• Aim of the exercise
All of the records should be given again verbatim.

************

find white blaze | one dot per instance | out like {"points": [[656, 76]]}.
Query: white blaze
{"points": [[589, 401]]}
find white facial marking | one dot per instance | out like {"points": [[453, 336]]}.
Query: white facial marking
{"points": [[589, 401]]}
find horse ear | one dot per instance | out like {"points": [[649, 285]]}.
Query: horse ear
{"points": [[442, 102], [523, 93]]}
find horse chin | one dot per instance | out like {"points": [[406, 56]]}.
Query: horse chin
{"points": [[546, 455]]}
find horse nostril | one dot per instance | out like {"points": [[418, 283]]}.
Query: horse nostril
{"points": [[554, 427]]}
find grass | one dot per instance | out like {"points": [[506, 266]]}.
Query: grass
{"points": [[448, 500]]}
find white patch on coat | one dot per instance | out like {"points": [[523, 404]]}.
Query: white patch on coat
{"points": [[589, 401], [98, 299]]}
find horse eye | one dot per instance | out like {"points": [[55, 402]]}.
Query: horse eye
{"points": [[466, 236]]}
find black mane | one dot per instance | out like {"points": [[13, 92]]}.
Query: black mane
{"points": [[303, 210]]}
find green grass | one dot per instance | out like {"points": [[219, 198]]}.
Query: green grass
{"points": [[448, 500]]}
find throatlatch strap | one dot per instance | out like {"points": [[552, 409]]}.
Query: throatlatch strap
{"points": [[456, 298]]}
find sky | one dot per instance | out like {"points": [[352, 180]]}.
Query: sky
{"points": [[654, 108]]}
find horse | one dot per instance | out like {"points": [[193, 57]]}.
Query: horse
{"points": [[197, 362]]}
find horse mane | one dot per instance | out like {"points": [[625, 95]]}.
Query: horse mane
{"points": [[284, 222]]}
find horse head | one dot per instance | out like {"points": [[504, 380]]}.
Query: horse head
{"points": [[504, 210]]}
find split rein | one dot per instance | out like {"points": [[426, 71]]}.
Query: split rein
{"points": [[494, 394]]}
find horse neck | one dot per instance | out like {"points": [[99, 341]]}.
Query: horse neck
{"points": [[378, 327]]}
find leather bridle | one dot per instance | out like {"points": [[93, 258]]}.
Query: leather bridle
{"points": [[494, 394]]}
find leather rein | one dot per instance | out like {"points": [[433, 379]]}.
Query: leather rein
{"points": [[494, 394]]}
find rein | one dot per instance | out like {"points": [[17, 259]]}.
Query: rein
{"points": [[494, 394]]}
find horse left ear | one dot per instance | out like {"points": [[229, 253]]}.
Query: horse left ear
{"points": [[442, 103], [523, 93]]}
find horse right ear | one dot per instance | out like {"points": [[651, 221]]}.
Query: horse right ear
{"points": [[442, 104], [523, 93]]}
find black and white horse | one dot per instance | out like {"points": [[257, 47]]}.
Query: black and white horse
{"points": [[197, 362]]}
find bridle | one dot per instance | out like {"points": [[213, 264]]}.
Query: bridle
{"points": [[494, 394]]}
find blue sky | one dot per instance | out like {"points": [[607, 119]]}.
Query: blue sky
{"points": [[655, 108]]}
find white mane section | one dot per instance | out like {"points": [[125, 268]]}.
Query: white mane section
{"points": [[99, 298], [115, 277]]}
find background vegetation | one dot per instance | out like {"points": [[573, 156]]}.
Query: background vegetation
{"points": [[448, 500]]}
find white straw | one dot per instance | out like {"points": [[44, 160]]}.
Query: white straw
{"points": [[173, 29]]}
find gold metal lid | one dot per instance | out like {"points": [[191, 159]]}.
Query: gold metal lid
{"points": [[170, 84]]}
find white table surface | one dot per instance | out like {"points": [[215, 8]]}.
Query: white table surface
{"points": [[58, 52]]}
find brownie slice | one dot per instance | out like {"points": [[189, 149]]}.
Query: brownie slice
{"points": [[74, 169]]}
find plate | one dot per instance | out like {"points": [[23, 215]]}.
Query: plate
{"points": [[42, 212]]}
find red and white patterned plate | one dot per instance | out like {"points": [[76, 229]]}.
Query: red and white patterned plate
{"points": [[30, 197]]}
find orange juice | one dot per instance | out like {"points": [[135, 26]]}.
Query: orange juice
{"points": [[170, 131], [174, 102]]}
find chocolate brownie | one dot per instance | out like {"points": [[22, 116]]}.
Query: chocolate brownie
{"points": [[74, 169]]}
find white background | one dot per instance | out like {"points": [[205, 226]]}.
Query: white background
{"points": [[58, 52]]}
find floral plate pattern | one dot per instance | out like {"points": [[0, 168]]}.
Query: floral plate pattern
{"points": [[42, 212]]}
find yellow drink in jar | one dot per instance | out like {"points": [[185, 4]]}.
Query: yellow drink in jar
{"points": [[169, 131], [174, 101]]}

************

• Exercise response
find white blaze | one dot per instance | out like {"points": [[656, 76]]}.
Query: white blaze
{"points": [[589, 401]]}
find white facial marking | one dot per instance | out like {"points": [[453, 336]]}.
Query: white facial marking
{"points": [[589, 401]]}
find horse ear | one dot per instance | out like {"points": [[649, 285]]}.
Query: horse ear
{"points": [[442, 102], [523, 93]]}
find horse chin | one dot per instance | out like {"points": [[406, 56]]}.
Query: horse chin
{"points": [[546, 455]]}
find horse nostril | one dot per instance | out like {"points": [[418, 283]]}.
Query: horse nostril
{"points": [[554, 427]]}
find grass | one dot per instance | out like {"points": [[506, 266]]}.
Query: grass
{"points": [[448, 500]]}
find white patch on coat | one dot per instance | out like {"points": [[523, 404]]}.
Query: white patch on coat
{"points": [[589, 401], [98, 299]]}
find horse eye | one dot per instance | out like {"points": [[55, 402]]}.
Query: horse eye
{"points": [[466, 236]]}
find black mane | one dot per instance | out like {"points": [[13, 92]]}.
Query: black mane
{"points": [[303, 210]]}
find green grass | one dot per instance | out like {"points": [[219, 198]]}.
Query: green grass
{"points": [[448, 500]]}
find throatlatch strap | one dot per instance | out like {"points": [[552, 409]]}.
Query: throatlatch strap
{"points": [[456, 298]]}
find sky | one dot per instance | out like {"points": [[352, 180]]}.
Query: sky
{"points": [[654, 108]]}
find horse | one dot per instance | out like {"points": [[193, 57]]}.
Query: horse
{"points": [[197, 362]]}
find horse mane | one dot per instance | out like {"points": [[625, 95]]}.
Query: horse mane
{"points": [[284, 222]]}
find horse head | one dot per instance | out like {"points": [[504, 380]]}.
Query: horse head
{"points": [[504, 210]]}
find split rein | one dot per instance | out like {"points": [[426, 71]]}.
Query: split rein
{"points": [[494, 394]]}
find horse neck | one dot per instance | out like {"points": [[99, 341]]}.
Query: horse neck
{"points": [[378, 327]]}
find leather bridle | one dot per instance | out like {"points": [[93, 258]]}.
Query: leather bridle
{"points": [[494, 394]]}
find leather rein | one dot per instance | out like {"points": [[433, 379]]}.
Query: leather rein
{"points": [[494, 394]]}
find rein | one dot per instance | out like {"points": [[17, 259]]}.
Query: rein
{"points": [[494, 394]]}
find horse left ear | one dot per instance | out like {"points": [[229, 253]]}.
Query: horse left ear
{"points": [[442, 103], [523, 93]]}
find horse right ear | one dot per instance | out like {"points": [[651, 221]]}.
Query: horse right ear
{"points": [[442, 104], [523, 93]]}
find black and white horse | one dot per instance | out like {"points": [[257, 47]]}.
Query: black and white horse
{"points": [[197, 362]]}
find bridle | one dot per instance | out like {"points": [[213, 264]]}.
Query: bridle
{"points": [[494, 394]]}
find blue sky | one dot per instance | out like {"points": [[607, 119]]}.
Query: blue sky
{"points": [[655, 108]]}
find white mane section | one dot per instance | out like {"points": [[125, 268]]}.
Query: white mane section
{"points": [[99, 298], [115, 277]]}
find background vegetation | one dot per instance | out like {"points": [[573, 156]]}.
Query: background vegetation
{"points": [[448, 500]]}
find white straw | one dot per instance | out like {"points": [[44, 160]]}.
Query: white straw
{"points": [[173, 29]]}
find gold metal lid | one dot per instance | out like {"points": [[191, 159]]}.
Query: gold metal lid
{"points": [[170, 84]]}
find white table surface | one dot per instance | out like {"points": [[215, 8]]}.
Query: white table surface
{"points": [[58, 52]]}
find brownie slice | one dot per instance | out like {"points": [[189, 149]]}.
Query: brownie slice
{"points": [[74, 169]]}
find plate | one dot per instance | out like {"points": [[23, 215]]}.
Query: plate
{"points": [[42, 212]]}
find red and white patterned plate | one dot per instance | out like {"points": [[76, 229]]}.
Query: red and white patterned plate
{"points": [[30, 197]]}
find orange juice | one dot per instance | out like {"points": [[135, 26]]}.
Query: orange juice
{"points": [[170, 131], [174, 102]]}
find chocolate brownie | one dot per instance | out like {"points": [[22, 116]]}.
Query: chocolate brownie
{"points": [[74, 169]]}
find white background | one dot per instance | out like {"points": [[205, 226]]}.
Query: white background
{"points": [[58, 52]]}
find floral plate pattern | one dot per instance | out like {"points": [[0, 168]]}.
Query: floral plate pattern
{"points": [[42, 212]]}
find yellow drink in jar | one dot per instance | out like {"points": [[185, 4]]}.
Query: yellow drink in jar
{"points": [[169, 131], [174, 101]]}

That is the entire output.